▶ **Brief**
Copy each of the rows below word for word, leaving out none of them.

(Rows from a point labeling set)
+-------+

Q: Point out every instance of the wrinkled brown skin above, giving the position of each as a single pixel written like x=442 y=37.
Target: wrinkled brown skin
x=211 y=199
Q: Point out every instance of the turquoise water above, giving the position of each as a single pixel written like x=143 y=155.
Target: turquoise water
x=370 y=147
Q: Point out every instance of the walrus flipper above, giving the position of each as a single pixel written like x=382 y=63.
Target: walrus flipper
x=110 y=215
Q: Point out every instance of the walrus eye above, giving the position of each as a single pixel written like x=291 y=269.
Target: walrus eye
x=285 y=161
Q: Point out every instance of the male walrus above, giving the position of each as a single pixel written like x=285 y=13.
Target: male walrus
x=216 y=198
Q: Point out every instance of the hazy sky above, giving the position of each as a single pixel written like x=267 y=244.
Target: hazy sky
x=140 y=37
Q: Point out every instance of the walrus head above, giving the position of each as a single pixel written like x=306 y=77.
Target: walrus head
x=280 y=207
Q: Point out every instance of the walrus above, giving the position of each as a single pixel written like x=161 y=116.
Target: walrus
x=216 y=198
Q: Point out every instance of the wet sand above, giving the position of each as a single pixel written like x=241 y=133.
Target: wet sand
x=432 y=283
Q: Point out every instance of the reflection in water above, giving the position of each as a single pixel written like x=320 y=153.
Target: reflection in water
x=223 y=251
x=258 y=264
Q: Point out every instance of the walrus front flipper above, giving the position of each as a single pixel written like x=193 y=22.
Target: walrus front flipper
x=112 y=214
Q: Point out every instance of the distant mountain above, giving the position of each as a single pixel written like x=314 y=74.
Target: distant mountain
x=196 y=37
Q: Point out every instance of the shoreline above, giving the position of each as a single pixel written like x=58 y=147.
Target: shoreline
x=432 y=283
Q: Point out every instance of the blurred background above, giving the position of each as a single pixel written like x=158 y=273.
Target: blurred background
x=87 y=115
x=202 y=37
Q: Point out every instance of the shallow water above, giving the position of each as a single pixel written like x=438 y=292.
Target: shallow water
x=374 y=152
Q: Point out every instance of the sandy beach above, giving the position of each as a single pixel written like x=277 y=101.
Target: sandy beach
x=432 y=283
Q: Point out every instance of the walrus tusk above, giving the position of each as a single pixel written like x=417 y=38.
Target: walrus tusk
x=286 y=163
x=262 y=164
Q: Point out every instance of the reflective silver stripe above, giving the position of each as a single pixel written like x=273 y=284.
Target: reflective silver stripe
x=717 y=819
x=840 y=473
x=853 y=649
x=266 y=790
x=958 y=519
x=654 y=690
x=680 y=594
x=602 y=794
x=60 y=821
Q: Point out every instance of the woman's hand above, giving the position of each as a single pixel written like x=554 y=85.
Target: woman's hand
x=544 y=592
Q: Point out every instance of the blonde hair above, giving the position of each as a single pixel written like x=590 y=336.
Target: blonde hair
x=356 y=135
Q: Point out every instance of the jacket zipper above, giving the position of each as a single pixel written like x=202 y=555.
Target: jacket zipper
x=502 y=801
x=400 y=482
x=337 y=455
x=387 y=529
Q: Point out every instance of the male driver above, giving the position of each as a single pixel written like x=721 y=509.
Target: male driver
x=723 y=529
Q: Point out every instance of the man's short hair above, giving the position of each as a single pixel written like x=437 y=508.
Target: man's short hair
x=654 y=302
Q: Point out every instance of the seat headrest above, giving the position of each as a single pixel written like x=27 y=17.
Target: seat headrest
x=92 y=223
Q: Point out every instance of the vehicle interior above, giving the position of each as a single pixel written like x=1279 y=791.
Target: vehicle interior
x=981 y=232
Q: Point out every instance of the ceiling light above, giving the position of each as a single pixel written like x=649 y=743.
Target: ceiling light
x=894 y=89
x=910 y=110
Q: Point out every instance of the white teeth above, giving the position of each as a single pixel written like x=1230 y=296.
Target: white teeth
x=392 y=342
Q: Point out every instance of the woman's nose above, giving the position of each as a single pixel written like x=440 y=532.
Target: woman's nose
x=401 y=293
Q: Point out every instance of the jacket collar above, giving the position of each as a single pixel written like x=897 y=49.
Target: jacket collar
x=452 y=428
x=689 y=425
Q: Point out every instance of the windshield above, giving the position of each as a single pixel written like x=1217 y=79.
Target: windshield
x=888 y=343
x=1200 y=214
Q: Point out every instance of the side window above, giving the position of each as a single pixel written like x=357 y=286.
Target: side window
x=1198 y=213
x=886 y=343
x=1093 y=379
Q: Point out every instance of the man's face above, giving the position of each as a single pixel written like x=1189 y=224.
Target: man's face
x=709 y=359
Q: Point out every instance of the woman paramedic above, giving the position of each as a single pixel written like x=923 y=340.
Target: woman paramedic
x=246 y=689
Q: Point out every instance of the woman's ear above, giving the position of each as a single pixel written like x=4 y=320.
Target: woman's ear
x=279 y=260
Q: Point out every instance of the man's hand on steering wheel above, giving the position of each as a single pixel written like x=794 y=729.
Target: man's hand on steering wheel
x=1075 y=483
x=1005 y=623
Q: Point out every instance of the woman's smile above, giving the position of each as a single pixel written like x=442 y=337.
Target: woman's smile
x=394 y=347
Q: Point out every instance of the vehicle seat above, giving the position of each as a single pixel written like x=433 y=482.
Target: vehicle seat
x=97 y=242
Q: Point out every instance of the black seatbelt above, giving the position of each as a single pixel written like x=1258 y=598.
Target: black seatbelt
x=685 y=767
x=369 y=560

+-------+

▶ **Output for this task**
Q: Point out every instance of the wrinkled brown skin above, giving the position of each as a single pixel written like x=442 y=37.
Target: wrinkled brown skin
x=211 y=199
Q: Point out every instance of the turquoise water above, giving the position of each as a single pixel written like x=143 y=155.
Target: turquoise water
x=370 y=147
Q: Point out every instance of the walrus flipper above, giving the position of each as a single pixel written like x=382 y=63.
Target: walrus flipper
x=110 y=215
Q: Point out every instance of the walrus eye above, giving the position of each as a single pixel written like x=291 y=269.
Target: walrus eye
x=285 y=161
Q: Point out every instance of the male walrus above, giving the position of each as a single pixel written like x=285 y=13.
Target: male walrus
x=216 y=198
Q: Point out every instance of the hazy sky above, giving the position of each as a single pixel written like x=267 y=244.
Target: hazy sky
x=140 y=37
Q: Point out every instance of the walrus head above, giving the position of each as a single pixel written like x=306 y=77.
Target: walrus head
x=280 y=207
Q: Point out every instance of the walrus above, giving the position of each as a single pixel written like x=161 y=116.
Target: walrus
x=216 y=198
Q: Point out every instance of the wet sand above, giving the position of each as a single pixel written like x=241 y=133.
Target: wet sand
x=432 y=283
Q: Point out every instance of the reflection in water above, giving the position of each as a single pixel written like x=320 y=153.
Target: reflection in water
x=223 y=251
x=258 y=264
Q: Point out every instance of the walrus front flipper above, giving the position of each as a single pixel written like x=193 y=22.
Target: walrus front flipper
x=112 y=214
Q: Point out every instance of the distant mountain above, giving the position of each as a single pixel written like x=314 y=74.
Target: distant mountain
x=196 y=37
Q: Point out every instance of the shoreline above, giving the position of each as a single pixel written like x=58 y=147.
Target: shoreline
x=432 y=283
Q: Point out every instance of the blurred background above, giving the position of each as a single pixel written like x=158 y=273.
Target: blurred background
x=87 y=115
x=202 y=37
Q: Point out every instance of the shallow water above, giving the position of each as a single pixel written like x=438 y=292.
Target: shallow water
x=374 y=152
Q: Point out every instance of the sandy beach above, giving the position of each as a single pixel written like x=277 y=101.
Target: sandy beach
x=432 y=283
Q: Point out every instance of the walrus tusk above, giving the position of each as a single pixel written like x=417 y=38.
Target: walrus tusk
x=286 y=163
x=262 y=164
Q: Point out every instance of the reflective silver stripe above, giving the position of each as a single pixel written like x=273 y=284.
Target: reflective silver stripe
x=717 y=819
x=840 y=473
x=853 y=649
x=266 y=790
x=958 y=519
x=654 y=690
x=680 y=594
x=602 y=794
x=60 y=821
Q: Point out every instance of the woman's hand above, giving the position of each as a single pixel written like x=554 y=85.
Target: woman's hand
x=544 y=592
Q: Point out every instance of the blonde hair above, giving the position of each as a single pixel written like x=590 y=336.
Target: blonde hair
x=356 y=135
Q: Point out every instance of the jacket zipper above, giving the position of each as a single pixel written like x=202 y=555.
Target: jacket zipper
x=502 y=801
x=400 y=482
x=337 y=455
x=387 y=529
Q: Point out every instance of the male driver above, giving the position of each as a single pixel written like x=721 y=509.
Target: male driver
x=723 y=529
Q: Point out every instance of the man's short hair above, giving the position of each as a single pixel written like x=437 y=508.
Target: man's short hair
x=654 y=302
Q: Point out every instance of the seat headrest above, giving the position of each as a single pixel written like x=27 y=17.
Target: seat headrest
x=92 y=223
Q: Point out every instance of the vehicle interior above, giving the position of each as a single pixel written like x=1279 y=791.
Target: vehicle interior
x=981 y=232
Q: Point out every instance of the ceiling light above, giving the position of each as a single pixel written like x=649 y=743.
Target: ceiling light
x=894 y=89
x=910 y=110
Q: Point out every instance of the white teeth above, giving the position of each as a single pixel written like x=1230 y=296.
Target: white teeth
x=392 y=342
Q: Point out every instance of the woman's nose above, giving the position of each as a single pixel written like x=440 y=532.
Target: woman's nose
x=401 y=293
Q: Point out every instance of the jacket collar above, giving the position of each as a single pixel written like x=897 y=49.
Target: jacket collar
x=452 y=428
x=689 y=425
Q: Point out every instance of the windshield above, giving the position of each as a single pixel written like x=1217 y=79.
Target: windshield
x=888 y=343
x=1200 y=214
Q: Point out every instance of the side window above, giving the position of each as a single pixel written like x=357 y=286.
Target: side window
x=1198 y=213
x=886 y=343
x=1093 y=379
Q: Point out every instance of the man's face above, giving the position of each as a single pixel written like x=1189 y=224.
Target: man's face
x=709 y=359
Q: Point out every instance of the woman paramedic above, giving the position of each as a single pixel written like x=923 y=340.
Target: woman paramedic
x=246 y=689
Q: Point out every instance of the woman's ear above, giving the position of each as a single pixel written like x=4 y=320.
Target: woman's ear
x=279 y=260
Q: Point out every instance of the man's hand on steering wheel above, giving the position of each as a single pixel written like x=794 y=729.
Target: man's hand on steering wheel
x=1075 y=483
x=1005 y=623
Q: Point out every instance of the woman's smile above, giving the position of each as a single pixel written like x=442 y=337.
Target: woman's smile
x=394 y=347
Q: Point out every instance of the vehicle seat above, giving the position of each as a single pixel written like x=433 y=482.
Target: vehicle seat
x=97 y=242
Q: Point out every instance of the black seatbelt above, giving the position of each as a single pixel written like x=1258 y=598.
Target: black seatbelt
x=685 y=767
x=369 y=560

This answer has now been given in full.